Objective — Repeat the material in full. Keep every line exactly as it is.

#####

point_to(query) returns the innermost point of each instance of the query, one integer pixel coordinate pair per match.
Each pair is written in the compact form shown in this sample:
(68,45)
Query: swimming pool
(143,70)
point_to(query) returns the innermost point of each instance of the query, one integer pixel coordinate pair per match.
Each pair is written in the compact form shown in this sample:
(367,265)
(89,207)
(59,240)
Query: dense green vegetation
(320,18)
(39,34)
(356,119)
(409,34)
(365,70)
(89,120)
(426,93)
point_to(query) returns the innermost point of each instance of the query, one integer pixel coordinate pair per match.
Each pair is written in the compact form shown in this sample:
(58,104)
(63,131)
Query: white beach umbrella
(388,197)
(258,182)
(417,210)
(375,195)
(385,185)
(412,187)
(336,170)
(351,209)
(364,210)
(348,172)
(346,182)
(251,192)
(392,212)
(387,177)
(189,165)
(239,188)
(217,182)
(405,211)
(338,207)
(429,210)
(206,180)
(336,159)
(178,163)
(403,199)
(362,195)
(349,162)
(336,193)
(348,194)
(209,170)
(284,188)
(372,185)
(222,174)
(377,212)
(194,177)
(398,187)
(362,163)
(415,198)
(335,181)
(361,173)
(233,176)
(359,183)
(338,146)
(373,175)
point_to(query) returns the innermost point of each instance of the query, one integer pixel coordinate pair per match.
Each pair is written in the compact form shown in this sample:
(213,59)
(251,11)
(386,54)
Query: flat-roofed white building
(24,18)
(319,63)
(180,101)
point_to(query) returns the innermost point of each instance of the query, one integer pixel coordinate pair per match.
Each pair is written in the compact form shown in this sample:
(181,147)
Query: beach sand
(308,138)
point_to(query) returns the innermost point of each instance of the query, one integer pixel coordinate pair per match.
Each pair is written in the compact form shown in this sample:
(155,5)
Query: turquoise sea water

#####

Response for this exercise —
point_to(query) returns the innermost point of each instance of the query, one integer pixel coordinate pair per match.
Each pair is written in the compact form shown in this sample:
(68,45)
Query: swimming pool
(143,70)
point_to(query) returns the innermost point of each instance of the query, one integer pixel coordinate pair per match.
Each pair is written in the compact form shown in this sample:
(367,265)
(89,207)
(59,240)
Query: dense green vegetation
(320,18)
(39,34)
(356,119)
(409,34)
(365,70)
(89,120)
(426,93)
point_to(query) returns the innermost point of each instance of the query, one integer pixel coordinate pair per match.
Each pair is written in the compact form shown in this sample:
(58,104)
(63,131)
Query: white beach umbrella
(388,197)
(258,182)
(417,210)
(375,195)
(385,185)
(412,187)
(336,170)
(351,209)
(364,210)
(348,172)
(346,182)
(251,192)
(392,212)
(387,177)
(189,165)
(239,188)
(217,182)
(405,211)
(338,207)
(429,210)
(206,180)
(336,159)
(178,163)
(403,199)
(362,195)
(349,162)
(336,193)
(348,194)
(209,170)
(284,188)
(372,185)
(222,174)
(377,212)
(194,177)
(398,187)
(362,163)
(415,198)
(335,181)
(361,173)
(233,176)
(359,183)
(338,146)
(373,175)
point_to(query) returns the innermost point of each instance of the query, one integer pixel coordinate pair per match.
Each pair is written in the compact form shown in this sample:
(213,59)
(251,11)
(386,54)
Query: flat-roofed white building
(24,18)
(319,63)
(180,101)
point_to(query) returns the innermost point of each instance of the query, one integer pixel coordinate pair per match.
Each pair is written in the compact form shown in this sample:
(181,147)
Query: beach sand
(308,138)
point_to(query) returns the innermost point of each instance of the query, one integer pixel coordinate pair per match.
Each pair is written in the compact form shown in this sample:
(155,5)
Query: turquoise sea water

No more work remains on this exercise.